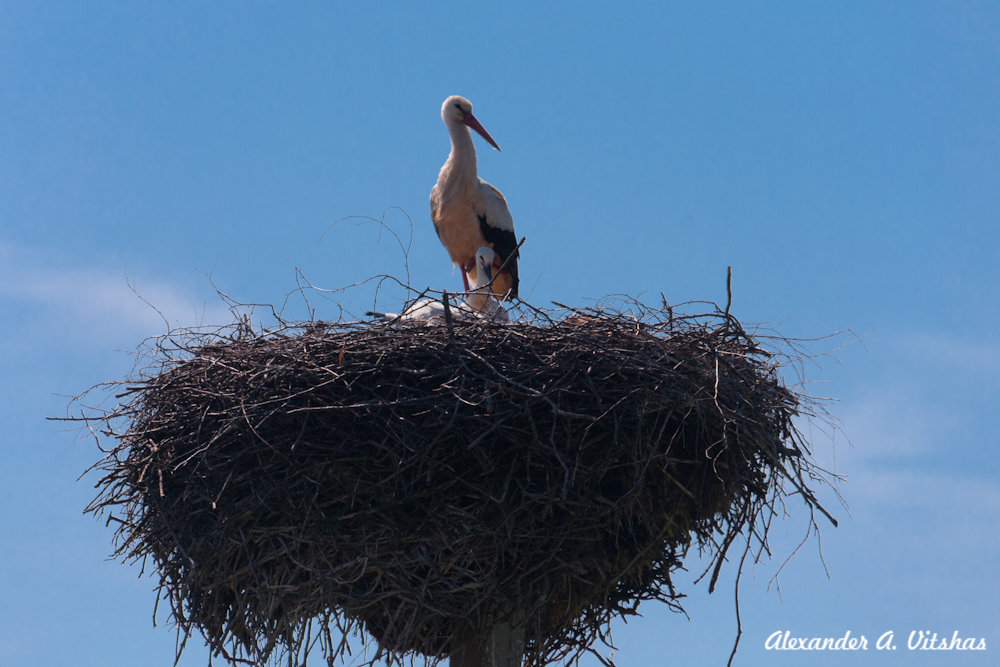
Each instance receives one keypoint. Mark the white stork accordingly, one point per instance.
(479, 303)
(468, 212)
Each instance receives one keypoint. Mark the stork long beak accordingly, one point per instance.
(471, 121)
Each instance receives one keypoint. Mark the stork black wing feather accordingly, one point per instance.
(504, 243)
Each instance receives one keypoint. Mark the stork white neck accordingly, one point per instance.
(462, 158)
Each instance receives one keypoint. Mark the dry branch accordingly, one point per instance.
(424, 484)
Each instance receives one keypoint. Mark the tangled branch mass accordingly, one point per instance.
(424, 483)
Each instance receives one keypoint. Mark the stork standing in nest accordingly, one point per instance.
(468, 212)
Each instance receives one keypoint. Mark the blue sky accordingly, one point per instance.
(843, 158)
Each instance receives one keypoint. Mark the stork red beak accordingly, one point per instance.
(471, 121)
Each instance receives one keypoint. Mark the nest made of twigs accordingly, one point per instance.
(427, 481)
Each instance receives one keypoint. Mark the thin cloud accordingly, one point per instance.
(94, 303)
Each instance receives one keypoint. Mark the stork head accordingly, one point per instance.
(484, 266)
(457, 110)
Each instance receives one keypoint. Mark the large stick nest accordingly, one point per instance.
(426, 482)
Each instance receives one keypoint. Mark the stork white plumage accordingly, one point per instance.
(468, 212)
(479, 303)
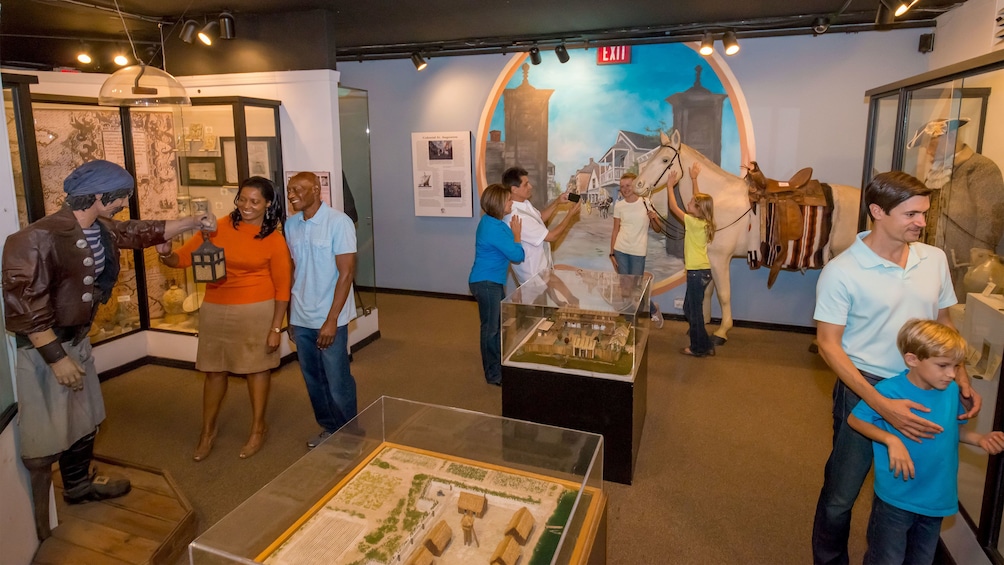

________________________

Task description ▸ Turn all of the records above into a numbered list, one entry per line, skipping any blank lines and leaving out the pictures.

Problem solution ▸
1. Each instance receives one keypoint. Mark the white stork accordingly, one point per instance.
2. (479, 303)
3. (468, 212)
4. Each instance receives one keypoint. Mark the stork long beak accordingly, one point per instance.
5. (471, 121)
6. Each instance receives one keypoint. Mark the stork black wing feather accordingly, one point per instance.
7. (504, 243)
8. Each instance receives one keypoint. Mark the stork white neck accordingly, one point per instance.
9. (462, 158)
10. Each instance receives one keypoint. Mark the dry branch accordingly, one point per instance.
11. (424, 484)
12. Each instance receives one keypoint. Mark the tangled branch mass accordingly, one point per instance.
13. (424, 483)
14. Each instance receives one keypoint. Mark the stork standing in nest accordingly, one point per instance.
15. (468, 212)
16. Each instance receives one keypoint. Mark the blue sky accordingly, one point per instance.
17. (843, 158)
18. Each instance receives one keypoint. Mark the stork red beak accordingly, one point per instance.
19. (471, 121)
20. Each instance receives one keypoint. Mark the nest made of twigs accordingly, one point per instance.
21. (427, 481)
22. Each instance receives one keypoint. Mark the thin cloud accordingly, one point per instance.
23. (94, 303)
24. Each instance receives one keypoint. Mark the stork head accordingly, one point per instance.
25. (484, 266)
26. (457, 110)
27. Each instance receives one keypoint. Mark the large stick nest accordingly, one point per instance.
28. (426, 482)
29. Each instance receives one keypoint. Mark the stork white plumage accordingly, one point per instance.
30. (468, 212)
31. (479, 303)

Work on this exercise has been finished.